WHAT TO PRODUCE:
Transcribe the stretch of entries below from the line with "Query: clump of trees" through the line with "Expected: one pin per instance of the green", exactly and with both ends included; leave out all other lines.

MATERIAL SUPPLIED:
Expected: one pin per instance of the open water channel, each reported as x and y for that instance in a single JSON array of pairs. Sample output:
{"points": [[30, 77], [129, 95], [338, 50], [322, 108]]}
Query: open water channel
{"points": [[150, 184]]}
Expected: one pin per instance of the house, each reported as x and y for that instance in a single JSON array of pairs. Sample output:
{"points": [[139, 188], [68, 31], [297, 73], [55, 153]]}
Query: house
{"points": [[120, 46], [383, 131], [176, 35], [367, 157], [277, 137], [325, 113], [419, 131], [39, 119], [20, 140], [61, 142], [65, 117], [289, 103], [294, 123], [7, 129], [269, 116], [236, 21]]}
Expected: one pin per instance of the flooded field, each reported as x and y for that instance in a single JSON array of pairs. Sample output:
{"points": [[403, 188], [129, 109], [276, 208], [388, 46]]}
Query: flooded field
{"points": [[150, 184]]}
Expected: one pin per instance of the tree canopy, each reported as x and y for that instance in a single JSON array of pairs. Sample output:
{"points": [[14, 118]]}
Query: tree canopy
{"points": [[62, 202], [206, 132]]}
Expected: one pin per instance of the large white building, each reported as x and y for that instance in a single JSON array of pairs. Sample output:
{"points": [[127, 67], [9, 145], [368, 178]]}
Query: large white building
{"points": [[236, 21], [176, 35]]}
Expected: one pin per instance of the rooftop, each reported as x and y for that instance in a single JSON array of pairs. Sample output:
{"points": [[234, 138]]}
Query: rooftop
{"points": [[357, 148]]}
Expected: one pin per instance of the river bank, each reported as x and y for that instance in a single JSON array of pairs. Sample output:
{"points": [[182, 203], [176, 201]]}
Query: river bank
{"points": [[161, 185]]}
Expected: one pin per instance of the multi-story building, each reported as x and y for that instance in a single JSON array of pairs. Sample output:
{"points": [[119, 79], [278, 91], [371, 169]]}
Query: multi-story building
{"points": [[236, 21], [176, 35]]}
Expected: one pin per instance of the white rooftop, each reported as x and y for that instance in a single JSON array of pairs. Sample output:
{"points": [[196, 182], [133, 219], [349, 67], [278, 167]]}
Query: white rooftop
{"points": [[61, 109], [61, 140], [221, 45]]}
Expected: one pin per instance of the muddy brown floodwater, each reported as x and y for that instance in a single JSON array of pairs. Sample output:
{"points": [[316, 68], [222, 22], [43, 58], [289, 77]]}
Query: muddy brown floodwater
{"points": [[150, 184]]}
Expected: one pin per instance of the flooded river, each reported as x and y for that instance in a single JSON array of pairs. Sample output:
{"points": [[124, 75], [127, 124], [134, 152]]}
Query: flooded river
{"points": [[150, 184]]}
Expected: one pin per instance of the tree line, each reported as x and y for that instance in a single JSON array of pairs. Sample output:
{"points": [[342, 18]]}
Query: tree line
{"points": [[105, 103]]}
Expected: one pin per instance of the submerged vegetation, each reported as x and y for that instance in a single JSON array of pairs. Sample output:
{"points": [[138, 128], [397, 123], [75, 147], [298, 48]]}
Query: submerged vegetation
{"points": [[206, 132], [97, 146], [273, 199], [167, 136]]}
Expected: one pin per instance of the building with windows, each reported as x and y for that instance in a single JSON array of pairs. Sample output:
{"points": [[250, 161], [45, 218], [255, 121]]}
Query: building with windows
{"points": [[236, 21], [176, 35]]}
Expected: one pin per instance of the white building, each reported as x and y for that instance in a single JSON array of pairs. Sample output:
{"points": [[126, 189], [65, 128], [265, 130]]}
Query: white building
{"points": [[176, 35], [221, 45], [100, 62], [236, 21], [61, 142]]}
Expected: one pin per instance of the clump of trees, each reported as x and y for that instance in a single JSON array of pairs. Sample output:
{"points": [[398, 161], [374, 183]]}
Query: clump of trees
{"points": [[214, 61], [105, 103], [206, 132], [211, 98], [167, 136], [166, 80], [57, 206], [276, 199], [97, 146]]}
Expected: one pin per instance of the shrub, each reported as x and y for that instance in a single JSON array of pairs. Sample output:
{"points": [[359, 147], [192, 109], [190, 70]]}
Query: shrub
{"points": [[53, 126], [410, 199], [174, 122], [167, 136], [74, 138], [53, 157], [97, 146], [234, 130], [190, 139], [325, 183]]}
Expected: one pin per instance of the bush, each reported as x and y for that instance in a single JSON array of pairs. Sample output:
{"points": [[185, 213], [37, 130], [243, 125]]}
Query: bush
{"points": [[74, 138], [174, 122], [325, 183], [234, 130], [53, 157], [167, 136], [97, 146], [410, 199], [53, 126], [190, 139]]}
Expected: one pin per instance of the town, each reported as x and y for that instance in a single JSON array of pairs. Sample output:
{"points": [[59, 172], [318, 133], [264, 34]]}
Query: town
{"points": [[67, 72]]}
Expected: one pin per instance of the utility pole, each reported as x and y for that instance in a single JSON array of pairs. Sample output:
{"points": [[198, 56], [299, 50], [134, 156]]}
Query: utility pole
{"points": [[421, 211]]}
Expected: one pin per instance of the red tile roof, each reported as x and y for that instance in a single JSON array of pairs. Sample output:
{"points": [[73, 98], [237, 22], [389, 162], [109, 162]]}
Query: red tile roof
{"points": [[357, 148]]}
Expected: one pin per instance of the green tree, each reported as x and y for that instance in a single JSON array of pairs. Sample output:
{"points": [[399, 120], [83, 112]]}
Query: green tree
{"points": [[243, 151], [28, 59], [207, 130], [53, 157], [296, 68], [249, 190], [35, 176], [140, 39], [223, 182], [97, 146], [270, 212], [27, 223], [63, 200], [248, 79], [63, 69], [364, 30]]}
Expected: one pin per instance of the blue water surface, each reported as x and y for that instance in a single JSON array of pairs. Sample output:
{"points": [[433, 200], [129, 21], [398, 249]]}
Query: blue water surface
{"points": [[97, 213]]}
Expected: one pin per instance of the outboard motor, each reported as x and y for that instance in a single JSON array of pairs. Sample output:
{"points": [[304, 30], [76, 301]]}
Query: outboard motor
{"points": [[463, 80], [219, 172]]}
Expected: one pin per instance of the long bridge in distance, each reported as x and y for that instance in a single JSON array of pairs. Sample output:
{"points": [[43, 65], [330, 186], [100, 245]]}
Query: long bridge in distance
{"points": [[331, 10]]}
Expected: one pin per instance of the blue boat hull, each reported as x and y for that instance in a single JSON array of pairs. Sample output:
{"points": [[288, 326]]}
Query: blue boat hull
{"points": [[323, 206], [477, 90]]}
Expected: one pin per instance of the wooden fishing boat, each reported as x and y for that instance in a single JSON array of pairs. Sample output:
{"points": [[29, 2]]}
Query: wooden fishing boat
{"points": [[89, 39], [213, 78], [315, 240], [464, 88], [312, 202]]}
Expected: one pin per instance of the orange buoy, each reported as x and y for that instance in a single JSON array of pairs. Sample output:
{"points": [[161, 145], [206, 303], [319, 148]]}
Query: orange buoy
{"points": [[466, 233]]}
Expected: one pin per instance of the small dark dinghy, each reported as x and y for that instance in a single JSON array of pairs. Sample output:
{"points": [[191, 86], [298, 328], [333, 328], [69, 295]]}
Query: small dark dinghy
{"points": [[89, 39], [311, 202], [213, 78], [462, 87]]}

YOUR RESPONSE:
Query: clump of trees
{"points": [[214, 61], [105, 103], [206, 132], [211, 98], [167, 136], [166, 80], [57, 206], [276, 199], [97, 146]]}
Expected: one pin per instance of the shrub, each reported as x and y for that instance in a single JSON array of pairs. Sample output:
{"points": [[359, 147], [192, 109], [190, 70]]}
Query: shrub
{"points": [[53, 126], [410, 199], [174, 122], [167, 136], [74, 138], [53, 157], [97, 146], [234, 130], [190, 139], [325, 183]]}
Expected: one pin per instance of the bush, each reported as x and y for that instance in a single JSON array of pairs. Sample output:
{"points": [[185, 213], [37, 130], [243, 125]]}
Query: bush
{"points": [[74, 138], [174, 122], [325, 183], [234, 130], [53, 157], [167, 136], [97, 146], [410, 199], [53, 126], [190, 139]]}
Expected: one pin per instance of the town, each reported as x and y for that instance in a single JSON array of pairs. Sample output:
{"points": [[59, 172], [318, 133], [264, 34]]}
Query: town
{"points": [[67, 72]]}
Expected: one pin per instance of the utility pole, each reported as x and y for that instance in a single JSON array of pairs. Sample output:
{"points": [[198, 56], [299, 50], [134, 156]]}
Query: utility pole
{"points": [[421, 211]]}
Expected: one pin per instance of the red tile roof, each reported as x and y for that instance in a single JSON array of pairs. Sample output:
{"points": [[73, 98], [237, 22], [389, 162], [109, 162]]}
Query: red tile roof
{"points": [[357, 148]]}
Expected: one pin per instance of the green tree, each reported as x and y for that instance in a single JSON array of pairs. Sample output:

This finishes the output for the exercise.